TASK TO CARRY OUT —
Render the listing below as a two-column CSV with the columns text and answer, one row for each text and its answer. Use only the lines from the start of the listing through the line holding "<point>379,801</point>", inclusive, put each field in quotes with line breaks turned into spaces, and leave out the pictures.

----- SUPPLIED RECORDS -----

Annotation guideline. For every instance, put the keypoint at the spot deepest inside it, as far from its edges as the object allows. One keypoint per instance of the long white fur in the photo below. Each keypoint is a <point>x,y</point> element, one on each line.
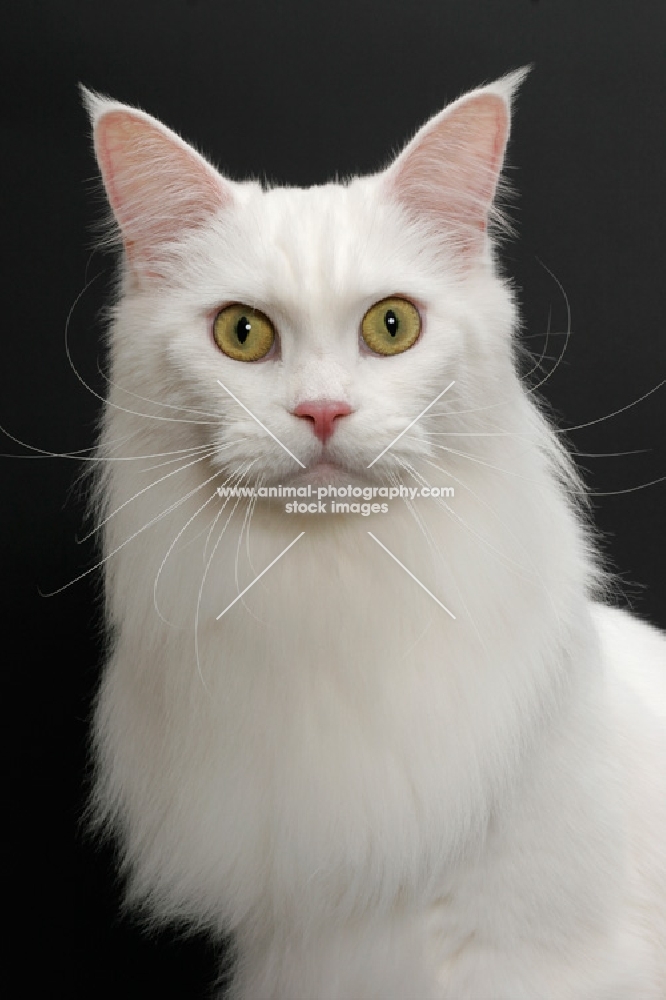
<point>379,801</point>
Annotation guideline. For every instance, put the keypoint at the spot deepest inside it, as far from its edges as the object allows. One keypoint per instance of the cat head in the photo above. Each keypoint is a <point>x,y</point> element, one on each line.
<point>311,325</point>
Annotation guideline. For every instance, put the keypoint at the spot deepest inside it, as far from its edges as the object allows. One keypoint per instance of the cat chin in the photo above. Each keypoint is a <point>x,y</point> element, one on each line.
<point>321,474</point>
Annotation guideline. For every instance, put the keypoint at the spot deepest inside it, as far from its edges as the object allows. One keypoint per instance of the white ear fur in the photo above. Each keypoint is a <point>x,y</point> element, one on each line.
<point>450,170</point>
<point>157,185</point>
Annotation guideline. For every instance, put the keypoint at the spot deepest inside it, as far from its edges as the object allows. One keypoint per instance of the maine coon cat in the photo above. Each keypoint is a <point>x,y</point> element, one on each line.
<point>381,794</point>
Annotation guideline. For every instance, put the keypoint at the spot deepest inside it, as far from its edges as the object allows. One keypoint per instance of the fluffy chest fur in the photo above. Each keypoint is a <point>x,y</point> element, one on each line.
<point>397,754</point>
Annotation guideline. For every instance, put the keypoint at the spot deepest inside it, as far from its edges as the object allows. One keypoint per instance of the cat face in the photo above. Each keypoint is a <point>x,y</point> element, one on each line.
<point>355,304</point>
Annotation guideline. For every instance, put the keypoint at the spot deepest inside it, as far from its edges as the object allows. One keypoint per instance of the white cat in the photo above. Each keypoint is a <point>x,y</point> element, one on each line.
<point>384,796</point>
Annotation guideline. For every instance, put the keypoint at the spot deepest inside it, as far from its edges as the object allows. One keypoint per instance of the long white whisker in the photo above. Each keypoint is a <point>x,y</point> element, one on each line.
<point>153,402</point>
<point>154,520</point>
<point>168,553</point>
<point>203,581</point>
<point>145,489</point>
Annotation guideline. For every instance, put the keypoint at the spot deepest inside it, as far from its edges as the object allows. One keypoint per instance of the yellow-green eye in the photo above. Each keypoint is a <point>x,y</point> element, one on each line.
<point>391,326</point>
<point>242,333</point>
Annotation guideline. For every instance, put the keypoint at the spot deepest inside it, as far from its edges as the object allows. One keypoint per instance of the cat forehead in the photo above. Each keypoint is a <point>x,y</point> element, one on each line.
<point>323,245</point>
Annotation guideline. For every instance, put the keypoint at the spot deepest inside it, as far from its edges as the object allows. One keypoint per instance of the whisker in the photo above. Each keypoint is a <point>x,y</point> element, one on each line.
<point>155,482</point>
<point>203,581</point>
<point>168,553</point>
<point>154,520</point>
<point>573,491</point>
<point>622,409</point>
<point>153,402</point>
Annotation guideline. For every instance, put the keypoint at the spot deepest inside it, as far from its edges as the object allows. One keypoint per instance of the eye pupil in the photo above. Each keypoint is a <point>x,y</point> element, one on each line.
<point>243,327</point>
<point>391,322</point>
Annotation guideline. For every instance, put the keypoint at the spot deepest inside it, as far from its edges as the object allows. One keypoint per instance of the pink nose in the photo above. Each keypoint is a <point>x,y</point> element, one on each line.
<point>322,413</point>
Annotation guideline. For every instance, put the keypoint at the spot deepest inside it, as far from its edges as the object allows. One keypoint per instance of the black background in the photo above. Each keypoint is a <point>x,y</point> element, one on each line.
<point>297,91</point>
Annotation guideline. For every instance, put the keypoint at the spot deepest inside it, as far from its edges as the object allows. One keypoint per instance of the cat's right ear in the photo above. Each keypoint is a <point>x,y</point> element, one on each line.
<point>157,185</point>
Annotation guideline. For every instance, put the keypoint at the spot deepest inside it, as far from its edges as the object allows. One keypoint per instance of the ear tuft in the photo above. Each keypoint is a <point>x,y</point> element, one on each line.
<point>158,186</point>
<point>450,171</point>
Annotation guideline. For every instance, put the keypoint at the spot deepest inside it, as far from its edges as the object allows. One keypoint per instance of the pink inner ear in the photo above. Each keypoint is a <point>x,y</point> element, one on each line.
<point>158,186</point>
<point>451,168</point>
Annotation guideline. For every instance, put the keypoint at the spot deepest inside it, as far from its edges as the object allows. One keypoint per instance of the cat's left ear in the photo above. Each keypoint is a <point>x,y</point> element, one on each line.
<point>448,174</point>
<point>158,186</point>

-----

WORKED SOLUTION —
text,answer
"Annotation guideline. For every instance, put the keypoint at the spot deepest inside it, as far from its edges as the object allows. One keypoint per instance of the long white fur in the photo below. Each keypoint is a <point>x,y</point> element, one on each line.","<point>379,801</point>"